◆ **DATA SUPPLIED**:
********

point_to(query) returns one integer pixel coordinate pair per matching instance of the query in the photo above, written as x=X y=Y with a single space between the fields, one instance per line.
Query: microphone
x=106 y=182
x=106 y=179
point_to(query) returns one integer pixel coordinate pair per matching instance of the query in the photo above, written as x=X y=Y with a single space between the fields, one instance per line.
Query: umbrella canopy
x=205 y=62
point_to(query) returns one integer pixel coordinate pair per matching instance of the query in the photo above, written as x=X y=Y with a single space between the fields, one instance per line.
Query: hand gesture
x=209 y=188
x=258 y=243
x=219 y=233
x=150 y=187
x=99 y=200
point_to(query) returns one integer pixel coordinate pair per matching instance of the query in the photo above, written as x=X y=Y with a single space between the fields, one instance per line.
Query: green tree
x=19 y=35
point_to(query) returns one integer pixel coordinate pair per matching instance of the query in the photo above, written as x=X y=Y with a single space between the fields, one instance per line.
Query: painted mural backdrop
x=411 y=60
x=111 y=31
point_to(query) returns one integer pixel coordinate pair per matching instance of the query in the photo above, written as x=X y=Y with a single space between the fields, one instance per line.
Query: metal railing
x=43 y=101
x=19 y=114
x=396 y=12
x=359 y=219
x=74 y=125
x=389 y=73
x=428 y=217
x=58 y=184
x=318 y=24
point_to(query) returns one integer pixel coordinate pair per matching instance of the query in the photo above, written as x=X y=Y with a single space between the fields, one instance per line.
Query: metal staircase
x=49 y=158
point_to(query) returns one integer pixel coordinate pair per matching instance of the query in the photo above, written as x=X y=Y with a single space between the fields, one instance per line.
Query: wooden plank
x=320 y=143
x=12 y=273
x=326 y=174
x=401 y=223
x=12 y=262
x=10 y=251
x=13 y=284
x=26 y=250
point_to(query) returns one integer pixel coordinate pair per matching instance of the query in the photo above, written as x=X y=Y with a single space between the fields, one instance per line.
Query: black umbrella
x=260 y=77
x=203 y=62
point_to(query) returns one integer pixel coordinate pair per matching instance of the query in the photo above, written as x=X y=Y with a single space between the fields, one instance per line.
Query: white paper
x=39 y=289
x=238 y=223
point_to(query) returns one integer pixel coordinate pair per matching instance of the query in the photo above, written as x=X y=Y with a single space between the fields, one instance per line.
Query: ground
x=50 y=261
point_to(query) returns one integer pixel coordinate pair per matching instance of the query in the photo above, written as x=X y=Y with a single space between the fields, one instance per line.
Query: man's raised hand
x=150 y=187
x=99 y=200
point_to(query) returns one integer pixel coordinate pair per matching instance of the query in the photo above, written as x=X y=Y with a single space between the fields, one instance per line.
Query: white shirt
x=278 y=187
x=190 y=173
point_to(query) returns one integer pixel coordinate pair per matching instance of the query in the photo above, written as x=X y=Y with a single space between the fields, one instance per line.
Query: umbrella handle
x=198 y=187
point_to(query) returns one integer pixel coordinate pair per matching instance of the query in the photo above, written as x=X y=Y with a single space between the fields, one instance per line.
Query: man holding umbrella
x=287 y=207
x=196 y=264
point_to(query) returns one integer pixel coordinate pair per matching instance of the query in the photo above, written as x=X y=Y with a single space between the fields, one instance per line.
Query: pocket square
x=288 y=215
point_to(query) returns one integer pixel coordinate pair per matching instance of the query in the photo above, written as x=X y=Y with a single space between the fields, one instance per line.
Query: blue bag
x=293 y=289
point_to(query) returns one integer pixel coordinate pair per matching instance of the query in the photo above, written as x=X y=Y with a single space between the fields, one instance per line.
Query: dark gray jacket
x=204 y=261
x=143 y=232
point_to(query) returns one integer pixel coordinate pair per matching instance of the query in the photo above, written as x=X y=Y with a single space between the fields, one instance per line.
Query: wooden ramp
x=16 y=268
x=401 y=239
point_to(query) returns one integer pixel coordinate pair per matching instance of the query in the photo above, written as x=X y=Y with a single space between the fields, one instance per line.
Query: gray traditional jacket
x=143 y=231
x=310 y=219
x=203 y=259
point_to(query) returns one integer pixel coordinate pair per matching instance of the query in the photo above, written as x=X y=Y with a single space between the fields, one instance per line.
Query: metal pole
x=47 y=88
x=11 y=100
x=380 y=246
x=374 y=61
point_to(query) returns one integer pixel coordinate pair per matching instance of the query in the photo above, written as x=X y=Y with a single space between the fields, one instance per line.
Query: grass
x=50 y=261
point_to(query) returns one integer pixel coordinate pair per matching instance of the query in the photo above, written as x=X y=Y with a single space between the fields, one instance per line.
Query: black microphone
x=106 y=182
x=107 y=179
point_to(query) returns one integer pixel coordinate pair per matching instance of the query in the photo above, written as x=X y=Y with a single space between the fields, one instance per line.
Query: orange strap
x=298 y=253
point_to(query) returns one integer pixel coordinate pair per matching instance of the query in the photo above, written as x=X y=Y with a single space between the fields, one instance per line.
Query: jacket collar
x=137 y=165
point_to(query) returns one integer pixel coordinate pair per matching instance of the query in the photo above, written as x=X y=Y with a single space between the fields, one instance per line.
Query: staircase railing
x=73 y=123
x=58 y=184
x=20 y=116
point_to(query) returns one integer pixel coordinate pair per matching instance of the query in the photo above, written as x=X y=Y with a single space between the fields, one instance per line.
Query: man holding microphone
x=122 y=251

********

◆ **BRIEF**:
Restate the data above word for word, please.

◆ **SOLUTION FOR THIS EXERCISE**:
point_to(query) returns one integer pixel coordinate pair per matching instance of the query in the photo above, written as x=X y=Y with a single space between the fields, one instance per line.
Query: microphone
x=106 y=182
x=106 y=179
point_to(query) returns one integer pixel coordinate pair per matching instance of the query in the photo above, written as x=X y=Y with a single space between the fields, one instance per line.
Query: umbrella canopy
x=205 y=62
point_to(query) returns one integer pixel coordinate pair per matching instance of the query in the photo above, written as x=X y=Y with a single space between the fields, one instance per line.
Query: hand gesture
x=209 y=188
x=258 y=243
x=219 y=233
x=150 y=187
x=99 y=200
point_to(query) returns one integer pixel coordinate pair per matching instance of the query in the photo above, written as x=X y=Y with a single space between the fields, one instance per line.
Query: green tree
x=19 y=35
point_to(query) returns one integer pixel coordinate pair per matching instance of the query in the photo above, written as x=X y=Y with a single space between the fields, one instance per line.
Query: painted mural backdrop
x=411 y=60
x=111 y=31
point_to(query) returns one integer pixel coordinate pair per matching instance of the query in the photo above, written as x=X y=Y with a single space between the fields, one instance per line.
Query: metal railing
x=43 y=101
x=19 y=114
x=396 y=12
x=359 y=219
x=74 y=125
x=389 y=73
x=428 y=217
x=58 y=184
x=318 y=24
point_to(query) returns one integer pixel coordinate pair per matching instance of the query in the photo above, written as x=X y=Y with a single space between the fields, one instance per line.
Query: metal staircase
x=49 y=158
point_to(query) returns one integer pixel coordinate pair per matching instance of the query in the photo above, written as x=X y=Y with a single space between the fields, one instance per line.
Query: wooden plank
x=320 y=143
x=12 y=273
x=326 y=174
x=401 y=223
x=12 y=262
x=10 y=251
x=13 y=284
x=26 y=250
point_to(query) returns one integer pixel coordinate pair per matching instance of the query in the photo above, written as x=X y=Y with a single space between the fields, one instance per line.
Query: black umbrella
x=260 y=77
x=203 y=62
point_to(query) returns one integer pixel coordinate pair per matching instance of the query in the photo above, written as x=X y=Y with a single space between the fields, one instance per line.
Query: white paper
x=39 y=289
x=238 y=223
point_to(query) returns one integer pixel coordinate pair per matching instance of the query in the photo above, written as x=X y=Y with a single space between the fields, one instance per line.
Query: ground
x=50 y=261
point_to(query) returns one integer pixel coordinate pair per matching instance of the query in the photo above, written as x=X y=Y with a single space between the fields, one instance per line.
Query: man's raised hand
x=150 y=187
x=99 y=200
point_to(query) returns one integer pixel coordinate pair per matching instance of the query in the photo above, written as x=X y=Y with a single space between the fields, one instance per line.
Query: white shirt
x=278 y=187
x=190 y=173
point_to(query) returns one integer pixel coordinate pair per matching instance of the query in the photo above, written as x=X y=Y with a single space between the fields, one instance per line.
Query: umbrella handle
x=198 y=187
point_to(query) returns one integer pixel coordinate pair per matching instance of the query in the photo above, written as x=X y=Y with a single space between the fields, one instance per line.
Query: man holding umbrella
x=287 y=207
x=196 y=264
point_to(query) returns one integer pixel coordinate pair per matching instance of the query in the photo above, written as x=X y=Y with a single space between the fields, one instance per line.
Query: pocket square
x=288 y=215
point_to(query) returns one integer pixel coordinate pair per matching instance of the query in the photo above, written as x=X y=Y with a single space between the fields, one instance per line.
Query: blue bag
x=293 y=289
point_to(query) returns one integer pixel coordinate pair per matching instance of the query in the photo above, written as x=X y=Y with a single space between the fields, one instance per line.
Query: dark gray jacket
x=204 y=261
x=143 y=232
point_to(query) returns one integer pixel coordinate pair per matching instance of the query in the photo above, written as x=X y=Y with a single space between the fields, one instance per line.
Query: wooden ramp
x=16 y=268
x=401 y=239
point_to(query) returns one integer pixel coordinate pair per matching instance of the query in the photo above, written as x=X y=Y with a single space between the fields, one instance per line.
Query: gray traditional jacket
x=143 y=231
x=310 y=219
x=203 y=259
point_to(query) returns one integer pixel coordinate pair per matching instance of the query in the photo above, written as x=X y=Y with a single space between the fields, one instance per line.
Query: metal pole
x=47 y=88
x=11 y=100
x=380 y=246
x=374 y=61
point_to(query) returns one integer pixel coordinate pair per matching instance of the query in the photo above, written as x=X y=Y with a single space between the fields, one instance per line.
Query: grass
x=50 y=261
point_to(query) returns one integer pixel coordinate pair per matching instance of the query in the photo above, written as x=X y=Y with a single space between the fields, one instance per line.
Query: black microphone
x=106 y=182
x=107 y=179
point_to(query) returns one integer pixel coordinate pair per matching instance of the query in the photo above, written as x=X y=Y with a single space between the fields, one instance per line.
Query: orange strap
x=298 y=253
point_to(query) returns one integer pixel coordinate pair per matching instance of the query in the photo above, written as x=X y=Y with a single space between the fields, one instance per line.
Query: jacket collar
x=137 y=165
point_to(query) returns one integer pixel coordinate pair per matching instance of the query in the photo above, written as x=X y=Y with a single space between the fields, one instance per line.
Query: staircase railing
x=73 y=123
x=58 y=184
x=20 y=116
point_to(query) returns one integer pixel coordinate pair per matching instance of the query in the photo above, written as x=X y=Y with a single space between the fields, one instance per line.
Query: man holding microphone
x=122 y=251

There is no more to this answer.